A group of eminent global leaders known as ‘The Elders’ have pleaded with key donor governments and the European Commission (EC) to give aid and other support to crisis-sapped Zimbabwe. Among members of the group are; former United Nations secretary general Kofi Annan, former United States president Jimmy Carter and Mandela’s wife Graça Machel.
In a statement on Thursday, the Elders said it had written to Australia, Canada, the Czech Republic, Denmark, Finland, France, Germany, Ireland, Italy, Japan, the Netherlands, New Zealand, Norway, Spain, Sweden, Switzerland, the United Kingdom, the United States and the EC asking for aid on behalf of Zimbabwe.
The Elders said they were concerned about the lack of political and judicial reforms in Zimbabwe which suggested that there was considerable determination in some quarters to resist lasting political change.
However, the Elders said they believed that under the circumstance, the risks of inaction by donors outweighed the challenges of delivering increased aid to the inclusive government formed last February.

■ **TASKS TO COMPLETE**:
- A) According to the article about The Elders' appeal for Zimbabwe, when was the inclusive government formed?
- B) Name the members of The Elders listed in the article about their appeal for Zimbabwe.
- C) Write the next part of the article about The Elders' appeal for Zimbabwe, starting after its final sentence.
The rows have nothing to do with the article about The Elders and Zimbabwe.

■ **DATA FOR ANALYSIS**:

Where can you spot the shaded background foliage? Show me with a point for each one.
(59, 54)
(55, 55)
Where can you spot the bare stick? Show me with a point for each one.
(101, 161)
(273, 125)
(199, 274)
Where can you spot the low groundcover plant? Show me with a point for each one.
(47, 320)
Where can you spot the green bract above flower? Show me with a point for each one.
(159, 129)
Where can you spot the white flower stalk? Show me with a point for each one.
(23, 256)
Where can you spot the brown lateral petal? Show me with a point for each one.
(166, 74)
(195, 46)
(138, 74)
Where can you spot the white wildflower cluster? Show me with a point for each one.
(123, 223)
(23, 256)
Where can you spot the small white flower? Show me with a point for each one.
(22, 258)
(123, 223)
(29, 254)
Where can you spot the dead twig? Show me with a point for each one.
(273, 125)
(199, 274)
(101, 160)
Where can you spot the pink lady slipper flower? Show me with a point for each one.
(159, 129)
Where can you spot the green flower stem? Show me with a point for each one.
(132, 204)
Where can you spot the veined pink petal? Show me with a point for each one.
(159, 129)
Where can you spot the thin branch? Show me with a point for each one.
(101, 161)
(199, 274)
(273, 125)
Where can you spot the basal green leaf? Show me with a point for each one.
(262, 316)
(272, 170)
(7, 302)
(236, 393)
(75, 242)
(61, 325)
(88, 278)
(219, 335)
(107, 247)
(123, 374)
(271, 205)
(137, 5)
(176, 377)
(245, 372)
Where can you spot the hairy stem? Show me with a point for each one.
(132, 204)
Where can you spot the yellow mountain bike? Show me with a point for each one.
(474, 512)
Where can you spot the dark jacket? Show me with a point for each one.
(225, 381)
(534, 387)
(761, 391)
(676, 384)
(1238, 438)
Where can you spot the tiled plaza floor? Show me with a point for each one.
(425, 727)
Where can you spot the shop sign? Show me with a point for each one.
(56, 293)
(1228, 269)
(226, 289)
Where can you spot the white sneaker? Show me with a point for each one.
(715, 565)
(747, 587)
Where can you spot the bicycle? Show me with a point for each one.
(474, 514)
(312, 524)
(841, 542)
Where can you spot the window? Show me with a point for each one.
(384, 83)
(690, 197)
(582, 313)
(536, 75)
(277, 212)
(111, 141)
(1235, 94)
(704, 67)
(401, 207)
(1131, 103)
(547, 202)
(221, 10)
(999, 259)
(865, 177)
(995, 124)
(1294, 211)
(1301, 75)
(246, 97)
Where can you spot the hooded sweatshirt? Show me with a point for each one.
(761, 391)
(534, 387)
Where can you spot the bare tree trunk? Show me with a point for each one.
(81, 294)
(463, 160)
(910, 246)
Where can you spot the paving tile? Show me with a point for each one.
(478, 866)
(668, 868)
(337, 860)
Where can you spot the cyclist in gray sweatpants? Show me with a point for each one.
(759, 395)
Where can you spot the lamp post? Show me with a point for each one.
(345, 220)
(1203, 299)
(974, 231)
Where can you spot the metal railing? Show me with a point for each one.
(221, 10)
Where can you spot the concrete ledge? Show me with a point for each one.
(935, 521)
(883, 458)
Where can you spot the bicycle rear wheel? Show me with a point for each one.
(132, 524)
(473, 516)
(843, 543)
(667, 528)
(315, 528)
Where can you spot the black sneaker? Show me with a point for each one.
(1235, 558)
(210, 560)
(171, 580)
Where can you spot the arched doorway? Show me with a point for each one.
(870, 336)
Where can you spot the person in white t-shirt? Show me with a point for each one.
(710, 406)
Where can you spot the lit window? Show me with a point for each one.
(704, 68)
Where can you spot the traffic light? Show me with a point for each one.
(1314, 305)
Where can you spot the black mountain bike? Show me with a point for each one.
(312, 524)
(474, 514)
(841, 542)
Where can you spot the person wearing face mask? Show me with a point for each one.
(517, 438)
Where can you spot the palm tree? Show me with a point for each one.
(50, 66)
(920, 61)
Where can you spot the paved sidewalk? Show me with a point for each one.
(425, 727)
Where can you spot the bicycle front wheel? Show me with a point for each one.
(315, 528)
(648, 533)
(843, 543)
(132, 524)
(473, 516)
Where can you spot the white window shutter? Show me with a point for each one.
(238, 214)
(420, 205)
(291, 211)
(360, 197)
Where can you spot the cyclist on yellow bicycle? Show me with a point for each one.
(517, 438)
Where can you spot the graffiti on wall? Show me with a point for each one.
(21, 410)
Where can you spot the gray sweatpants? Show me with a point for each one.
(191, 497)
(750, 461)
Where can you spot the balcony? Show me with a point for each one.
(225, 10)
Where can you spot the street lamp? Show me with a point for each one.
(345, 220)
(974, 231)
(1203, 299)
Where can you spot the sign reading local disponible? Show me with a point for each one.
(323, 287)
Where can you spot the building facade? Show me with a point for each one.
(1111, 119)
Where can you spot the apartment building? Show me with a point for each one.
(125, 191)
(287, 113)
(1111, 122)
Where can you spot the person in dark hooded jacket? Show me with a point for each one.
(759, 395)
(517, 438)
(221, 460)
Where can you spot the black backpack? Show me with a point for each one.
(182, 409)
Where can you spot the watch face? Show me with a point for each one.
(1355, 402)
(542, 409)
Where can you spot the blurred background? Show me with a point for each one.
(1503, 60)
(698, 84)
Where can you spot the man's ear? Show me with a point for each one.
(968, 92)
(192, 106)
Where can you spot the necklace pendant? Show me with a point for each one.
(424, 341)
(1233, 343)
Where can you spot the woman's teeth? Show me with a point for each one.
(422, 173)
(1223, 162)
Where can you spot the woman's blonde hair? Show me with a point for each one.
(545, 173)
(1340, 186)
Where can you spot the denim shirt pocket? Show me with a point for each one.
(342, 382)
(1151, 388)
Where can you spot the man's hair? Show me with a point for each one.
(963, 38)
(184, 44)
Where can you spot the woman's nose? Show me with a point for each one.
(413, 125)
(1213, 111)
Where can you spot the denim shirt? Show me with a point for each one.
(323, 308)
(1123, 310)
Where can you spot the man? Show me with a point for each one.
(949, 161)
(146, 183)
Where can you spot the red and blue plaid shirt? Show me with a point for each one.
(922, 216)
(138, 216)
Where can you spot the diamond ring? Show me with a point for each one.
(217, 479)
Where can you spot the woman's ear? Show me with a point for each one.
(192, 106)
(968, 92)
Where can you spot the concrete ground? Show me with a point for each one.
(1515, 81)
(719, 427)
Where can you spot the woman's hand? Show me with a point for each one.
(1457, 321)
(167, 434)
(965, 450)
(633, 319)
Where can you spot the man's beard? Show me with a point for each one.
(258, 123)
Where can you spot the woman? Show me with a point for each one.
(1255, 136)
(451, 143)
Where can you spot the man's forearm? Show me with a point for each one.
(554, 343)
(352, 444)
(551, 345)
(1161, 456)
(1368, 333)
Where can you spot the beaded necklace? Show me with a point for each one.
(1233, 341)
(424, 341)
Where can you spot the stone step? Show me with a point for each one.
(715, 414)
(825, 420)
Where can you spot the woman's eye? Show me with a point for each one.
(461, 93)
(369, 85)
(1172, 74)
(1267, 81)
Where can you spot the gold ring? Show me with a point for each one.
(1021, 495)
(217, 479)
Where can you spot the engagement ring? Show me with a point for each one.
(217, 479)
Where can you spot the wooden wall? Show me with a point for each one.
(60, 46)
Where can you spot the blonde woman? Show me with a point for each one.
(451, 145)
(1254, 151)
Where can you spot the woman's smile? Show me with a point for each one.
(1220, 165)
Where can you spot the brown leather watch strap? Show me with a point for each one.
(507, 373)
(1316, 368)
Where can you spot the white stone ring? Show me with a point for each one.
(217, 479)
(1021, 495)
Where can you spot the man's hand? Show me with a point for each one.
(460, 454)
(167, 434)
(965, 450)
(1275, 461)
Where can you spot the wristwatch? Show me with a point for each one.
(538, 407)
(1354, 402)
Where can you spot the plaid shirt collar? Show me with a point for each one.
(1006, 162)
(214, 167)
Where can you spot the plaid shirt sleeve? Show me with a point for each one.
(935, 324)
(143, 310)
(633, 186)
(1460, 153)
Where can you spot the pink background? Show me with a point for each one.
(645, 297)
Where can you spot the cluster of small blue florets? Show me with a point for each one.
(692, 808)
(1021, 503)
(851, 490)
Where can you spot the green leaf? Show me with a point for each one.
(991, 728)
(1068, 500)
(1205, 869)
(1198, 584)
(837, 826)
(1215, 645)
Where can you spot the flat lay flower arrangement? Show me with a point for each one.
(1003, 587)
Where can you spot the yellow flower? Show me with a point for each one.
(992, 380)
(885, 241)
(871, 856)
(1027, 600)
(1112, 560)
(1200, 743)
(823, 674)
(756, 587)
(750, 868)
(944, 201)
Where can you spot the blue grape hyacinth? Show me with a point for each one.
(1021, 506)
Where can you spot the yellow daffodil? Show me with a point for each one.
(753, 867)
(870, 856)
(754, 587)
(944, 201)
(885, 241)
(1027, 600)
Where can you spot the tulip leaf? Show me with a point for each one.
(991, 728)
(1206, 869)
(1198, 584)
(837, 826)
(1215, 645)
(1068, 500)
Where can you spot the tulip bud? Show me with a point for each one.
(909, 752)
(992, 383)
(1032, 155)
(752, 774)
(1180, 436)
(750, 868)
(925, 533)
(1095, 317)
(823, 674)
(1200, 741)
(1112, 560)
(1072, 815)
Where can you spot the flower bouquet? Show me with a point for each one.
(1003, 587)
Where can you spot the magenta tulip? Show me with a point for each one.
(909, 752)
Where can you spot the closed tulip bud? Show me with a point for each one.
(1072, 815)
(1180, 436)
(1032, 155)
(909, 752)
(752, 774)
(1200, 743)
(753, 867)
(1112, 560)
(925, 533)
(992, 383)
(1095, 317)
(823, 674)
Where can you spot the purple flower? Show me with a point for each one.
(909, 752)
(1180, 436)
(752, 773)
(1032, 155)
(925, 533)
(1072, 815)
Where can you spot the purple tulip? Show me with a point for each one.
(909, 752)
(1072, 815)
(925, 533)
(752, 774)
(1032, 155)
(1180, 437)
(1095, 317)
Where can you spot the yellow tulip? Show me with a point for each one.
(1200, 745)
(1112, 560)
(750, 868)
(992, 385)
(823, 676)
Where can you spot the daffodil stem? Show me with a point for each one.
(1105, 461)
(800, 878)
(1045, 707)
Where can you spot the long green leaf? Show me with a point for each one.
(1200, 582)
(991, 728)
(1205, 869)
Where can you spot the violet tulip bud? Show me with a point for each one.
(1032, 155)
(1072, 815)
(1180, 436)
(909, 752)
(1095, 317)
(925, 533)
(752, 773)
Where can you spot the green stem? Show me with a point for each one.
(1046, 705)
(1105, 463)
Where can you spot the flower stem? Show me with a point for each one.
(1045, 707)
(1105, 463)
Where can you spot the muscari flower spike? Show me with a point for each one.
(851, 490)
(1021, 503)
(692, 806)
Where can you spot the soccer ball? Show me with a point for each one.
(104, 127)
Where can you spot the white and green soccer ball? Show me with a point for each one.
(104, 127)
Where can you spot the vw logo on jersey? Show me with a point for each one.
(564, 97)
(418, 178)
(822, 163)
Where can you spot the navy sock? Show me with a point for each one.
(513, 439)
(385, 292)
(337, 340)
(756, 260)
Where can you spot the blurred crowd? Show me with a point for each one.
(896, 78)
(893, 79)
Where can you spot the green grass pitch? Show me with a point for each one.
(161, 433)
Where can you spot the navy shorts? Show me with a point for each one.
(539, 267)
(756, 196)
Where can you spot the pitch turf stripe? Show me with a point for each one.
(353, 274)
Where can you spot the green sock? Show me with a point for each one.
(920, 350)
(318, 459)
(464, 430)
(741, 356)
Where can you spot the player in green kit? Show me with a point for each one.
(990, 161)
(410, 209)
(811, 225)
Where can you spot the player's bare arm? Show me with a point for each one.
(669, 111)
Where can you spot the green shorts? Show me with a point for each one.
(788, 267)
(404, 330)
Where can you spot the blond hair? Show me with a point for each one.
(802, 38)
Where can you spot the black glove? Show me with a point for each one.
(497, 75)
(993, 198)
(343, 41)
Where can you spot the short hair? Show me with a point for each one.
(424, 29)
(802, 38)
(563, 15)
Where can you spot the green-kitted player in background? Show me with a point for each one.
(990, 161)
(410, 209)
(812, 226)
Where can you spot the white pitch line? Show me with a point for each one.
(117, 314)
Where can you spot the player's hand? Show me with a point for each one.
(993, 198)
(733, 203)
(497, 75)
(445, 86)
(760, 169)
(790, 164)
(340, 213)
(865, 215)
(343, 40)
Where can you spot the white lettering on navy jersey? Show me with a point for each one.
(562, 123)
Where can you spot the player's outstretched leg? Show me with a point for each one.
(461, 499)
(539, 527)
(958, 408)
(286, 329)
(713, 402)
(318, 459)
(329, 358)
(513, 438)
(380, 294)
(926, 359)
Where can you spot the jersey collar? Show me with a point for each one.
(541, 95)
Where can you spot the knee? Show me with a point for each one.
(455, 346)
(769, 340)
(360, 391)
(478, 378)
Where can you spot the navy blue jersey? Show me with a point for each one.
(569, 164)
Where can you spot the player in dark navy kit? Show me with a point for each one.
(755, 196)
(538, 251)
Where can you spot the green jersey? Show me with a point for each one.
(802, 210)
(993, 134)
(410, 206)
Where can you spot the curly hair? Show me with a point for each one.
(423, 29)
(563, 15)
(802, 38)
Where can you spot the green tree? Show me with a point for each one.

■ **ANSWERS TO EACH TASK**:
- A) Last February.

- B) Kofi Annan, Jimmy Carter, Graça Machel

- C)
“The inclusive government needs more support to ensure that it can initiate the urgent stabilisation and early recovery programmes that the people so desperately need,” said Archbishop Desmond Tutu, chair of the Elders. “Now is not the time for donors to take a ‘wait and see’ approach. This is the best chance Zimbabweans have had for peace and prosperity in decades.”
Annan, who was together with former United States president Jimmy Carter and Mandela’s wife Graça Machel, barred by the government last November from entering Zimbabwe to assess the humanitarian situation in the country said there were times when a swift, generous and creative response is required.
“A rapid infusion of ‘humanitarian-plus’ resources are needed to help stabilise the country at this vulnerable stage in its recovery. Supporting the inclusive government to deliver better services will foster much needed change,” said Annan.
Donors provided around US$670 million in emergency aid to Zimbabwe in 2008 and more humanitarian assistance has been pledged for 2009, but they have indicated that they will not deliver long-term development support until the government implements much-needed political and economic reforms.
The Elders agree that full donor re-engagement should be linked to reforms, but in private letters sent to donors this week, they pointed out that there was a big gap between the provision of emergency food and medical supplies, and longer-term development assistance.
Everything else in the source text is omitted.